● **TRY IT**: Leaving out any pictures, transcribe every record exactly.

● **SUPPLIED RECORDS**:
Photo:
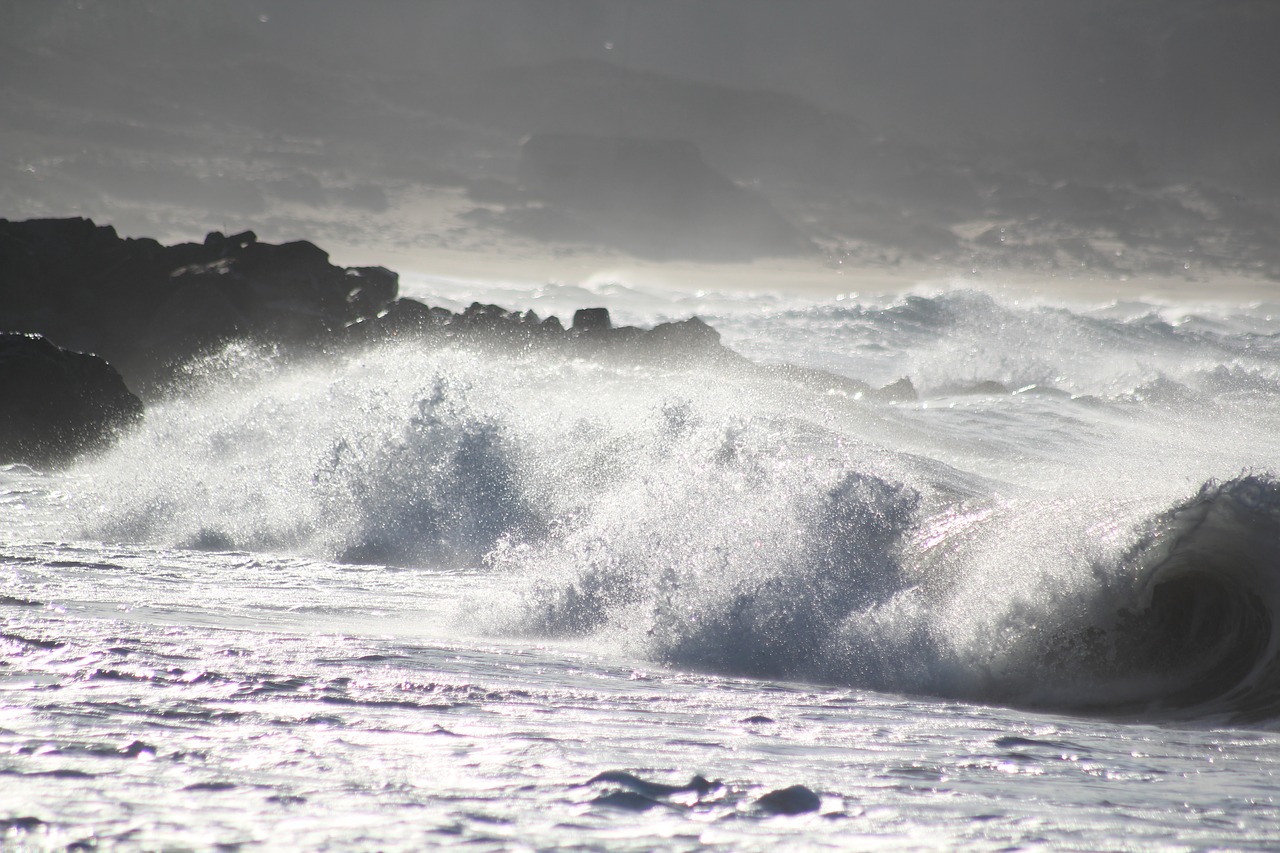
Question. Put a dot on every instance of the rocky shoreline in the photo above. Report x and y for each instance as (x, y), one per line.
(71, 287)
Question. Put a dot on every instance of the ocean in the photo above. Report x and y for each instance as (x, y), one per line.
(945, 569)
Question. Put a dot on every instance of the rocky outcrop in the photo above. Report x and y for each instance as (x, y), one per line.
(147, 308)
(55, 404)
(654, 197)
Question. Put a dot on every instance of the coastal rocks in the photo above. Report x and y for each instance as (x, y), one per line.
(653, 197)
(147, 308)
(55, 405)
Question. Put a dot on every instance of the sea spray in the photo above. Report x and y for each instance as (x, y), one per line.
(728, 516)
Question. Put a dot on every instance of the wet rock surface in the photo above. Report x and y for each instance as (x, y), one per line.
(55, 404)
(149, 309)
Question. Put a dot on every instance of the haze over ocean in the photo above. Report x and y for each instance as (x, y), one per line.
(951, 523)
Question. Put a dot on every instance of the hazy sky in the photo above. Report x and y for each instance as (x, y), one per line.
(888, 122)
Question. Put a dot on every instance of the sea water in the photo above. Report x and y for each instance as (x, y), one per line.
(421, 596)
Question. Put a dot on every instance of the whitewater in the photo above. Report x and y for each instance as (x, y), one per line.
(942, 569)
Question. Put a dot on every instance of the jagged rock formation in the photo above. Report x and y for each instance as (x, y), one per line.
(147, 308)
(55, 404)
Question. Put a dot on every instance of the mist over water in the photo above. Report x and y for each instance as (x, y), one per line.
(969, 539)
(1070, 505)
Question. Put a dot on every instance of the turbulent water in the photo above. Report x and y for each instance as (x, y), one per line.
(415, 596)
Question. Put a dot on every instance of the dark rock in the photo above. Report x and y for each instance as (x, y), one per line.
(86, 288)
(592, 320)
(899, 391)
(58, 404)
(653, 197)
(691, 333)
(795, 799)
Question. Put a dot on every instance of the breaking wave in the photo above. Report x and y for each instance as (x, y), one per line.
(772, 521)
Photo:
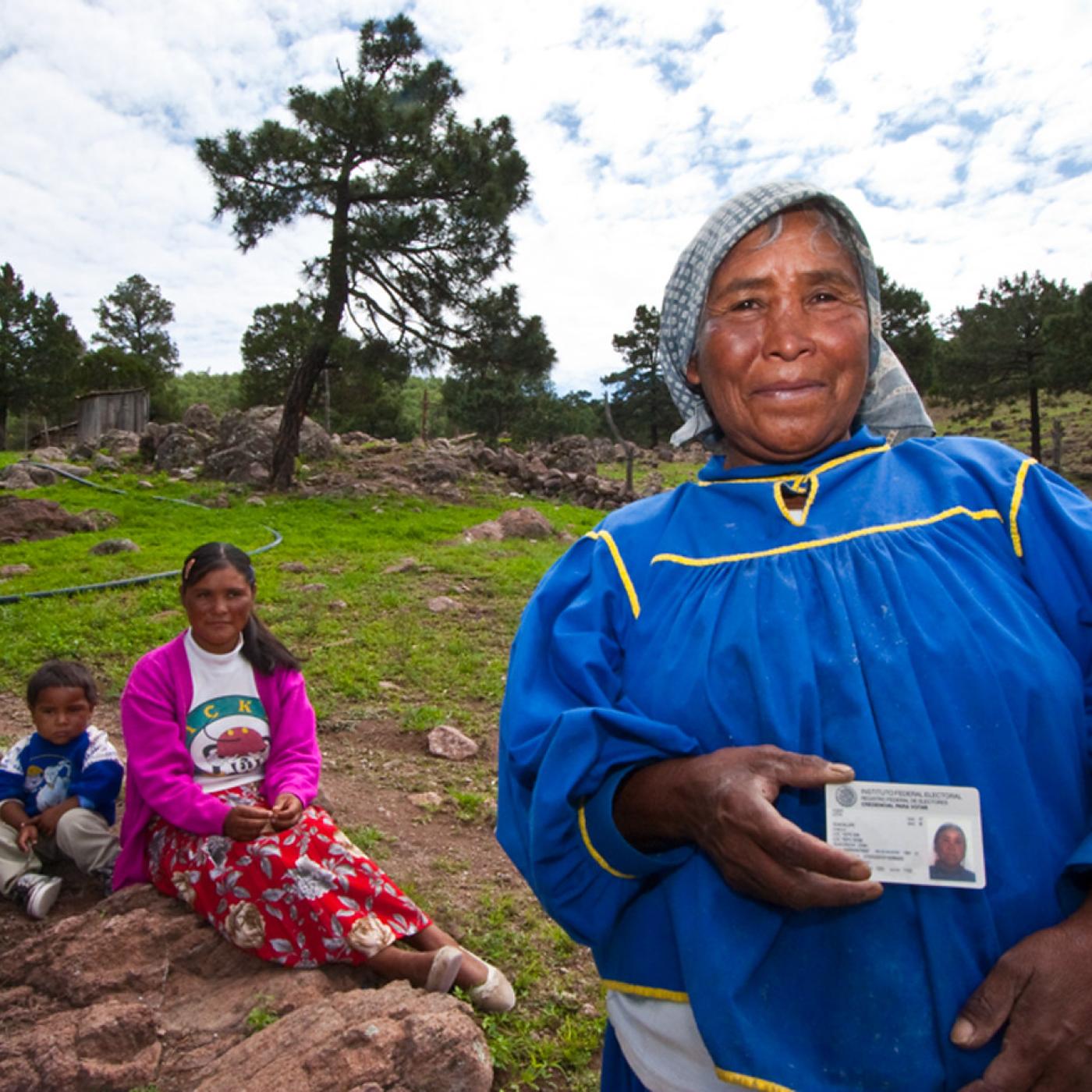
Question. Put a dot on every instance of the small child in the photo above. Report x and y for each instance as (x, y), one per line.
(58, 789)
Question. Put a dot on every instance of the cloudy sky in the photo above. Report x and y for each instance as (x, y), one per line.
(958, 130)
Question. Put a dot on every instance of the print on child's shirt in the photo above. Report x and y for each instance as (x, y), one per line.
(47, 778)
(227, 739)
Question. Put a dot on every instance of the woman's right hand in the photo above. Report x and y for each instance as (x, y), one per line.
(245, 822)
(724, 802)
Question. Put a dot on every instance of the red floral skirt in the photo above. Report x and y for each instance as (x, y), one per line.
(302, 897)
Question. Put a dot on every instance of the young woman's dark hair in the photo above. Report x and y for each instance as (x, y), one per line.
(67, 673)
(259, 646)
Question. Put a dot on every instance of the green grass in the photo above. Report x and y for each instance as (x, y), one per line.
(445, 664)
(470, 806)
(370, 838)
(448, 668)
(261, 1016)
(549, 1039)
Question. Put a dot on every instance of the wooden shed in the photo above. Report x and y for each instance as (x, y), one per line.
(101, 411)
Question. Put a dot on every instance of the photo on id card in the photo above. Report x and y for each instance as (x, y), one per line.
(926, 835)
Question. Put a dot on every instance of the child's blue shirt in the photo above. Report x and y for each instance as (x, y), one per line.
(40, 775)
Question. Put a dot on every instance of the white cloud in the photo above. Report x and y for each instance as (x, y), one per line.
(969, 122)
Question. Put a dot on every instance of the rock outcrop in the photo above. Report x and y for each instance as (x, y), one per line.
(27, 520)
(139, 991)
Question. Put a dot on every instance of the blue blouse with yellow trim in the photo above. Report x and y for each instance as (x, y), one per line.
(925, 617)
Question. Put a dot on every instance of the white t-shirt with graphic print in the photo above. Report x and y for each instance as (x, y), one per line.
(227, 731)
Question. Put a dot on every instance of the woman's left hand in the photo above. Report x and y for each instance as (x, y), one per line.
(1041, 987)
(287, 808)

● **PROBLEM SOLUTION**:
Photo:
Question. Put a dot on every instance of the rocky shoreline in the photo above. Report x and y for each instance as (x, y), one per line.
(71, 287)
Question. Put a dot on every instance of the ocean in the photo above. Report x and y for each instance as (x, y), one per line.
(945, 569)
Question. Put a dot on every instance of the rocky outcrop in the photo above. Report x and y for each instance as (x, y), one per line.
(147, 308)
(55, 404)
(654, 197)
Question. Put a dot on every instance of the coastal rocks in the photo above. Report x and y for each instance as (x, y), one per line.
(653, 197)
(147, 308)
(55, 405)
Question. Put a dot on every instance of the sea spray in the photo above. Report x and y for each instance as (x, y), one per line.
(728, 516)
Question. Put a dot on every instance of the wet rock surface in the photo above. Report x and y for each instance as (x, y), one per line.
(55, 404)
(149, 309)
Question. Put a dot on every instance of the haze over ocean in the photo above. Report x and y for each instance as (x, y), one per line.
(951, 523)
Question. Put a dot on every instance of the hazy sky in the photo above. Report x and y for each instance as (x, y), one per line.
(888, 122)
Question. Put a dot on every instance of the sea water in the photo above. Report x and y for each instance as (x, y), one per line.
(421, 596)
Question. Put a dot on every instance of the whitewater in the photo above. Report x and y for each instance as (x, y), one per line.
(942, 569)
Question. Put a dot on every instance of the jagged rock formation in the photo above. Report x and y for each instance as (x, y), one per line.
(147, 308)
(55, 404)
Question. Put a dot on every instance of the mist over water in the photo above. Report x and y for each instance as (x, y), one per line.
(969, 539)
(1070, 505)
Question. Put a dot on every instance of the turbulent water in the photo above. Report x and y for each instance as (x, y), one per line.
(415, 596)
Question. Put a dot on every instance of the dark rock in the photo above. Report x and y for each instance as (x, y), one per line.
(86, 288)
(592, 320)
(899, 391)
(58, 404)
(653, 197)
(691, 333)
(795, 799)
Question. Put a dot on every instance of the breaking wave in the photo above. Report x and y for each instance as (x, y), one per line.
(772, 521)
Photo:
Question. Put a dot on every instance of the small child in the photo above. Report x and y for each instance as (x, y), one per line.
(58, 789)
Question. Put a dot on every instance of the cloudy sky in the photo above. Report x and y for each instance as (x, y), one per line.
(958, 130)
Question. Put a dot on every instance of the print on child's shirt in the photo above. Report x and y for each instance as (x, y), one per line.
(47, 778)
(227, 739)
Question. Put a dot on every instance of the woman's right hand in the photo above. Report x and y for each instance as (x, y), one per line.
(245, 822)
(724, 802)
Question. Put a dot on every instance of the red floral skirt in the photo above. Report x and y for each instance as (x, y), one per line.
(302, 897)
Question. Put a dot on every instance of the young woman's dark hair in the photo above. Report x and y for each instance as (x, y), one per line.
(67, 673)
(259, 646)
Question. Put a dot on every instance of the green grass in the photo above. Report x and y for each instance as (x, y), one per line.
(445, 664)
(470, 806)
(370, 838)
(448, 668)
(261, 1016)
(549, 1039)
Question. Put a dot on every instance of the wooden shed in the photo above. Report x and y for each instance as (x, y), one per line.
(101, 411)
Question. Put a dot on every instance of the photo on id card in the photo above. Report x and y for each instance as (x, y), one per line.
(926, 835)
Question. Put a dot on every instance of the child's blue shirt in the photo above. Report x and y for each instance as (x, y), one per line.
(40, 775)
Question. Put a dot on every instance of the white cloud in the photo above. Report x and y for each instance as (x, y), one per line.
(969, 122)
Question. Put a dot on every instance of the rock outcrop in the photo above. Report x and y for each instance as (x, y), one per line.
(27, 520)
(139, 991)
Question. Put a dot on every instance of the blue blouse with yellow trim in the photo above. Report x and y for each instance as (x, y), one per line.
(925, 617)
Question. Put a dot on every instance of the white t-shirt with graphic print in the photo above. Report x and y for each instance as (x, y), one per line.
(227, 731)
Question. Put a dot on every instance of the woman's left hand in the photo above. Report x and y for each instance as (x, y), one per line.
(1041, 987)
(287, 808)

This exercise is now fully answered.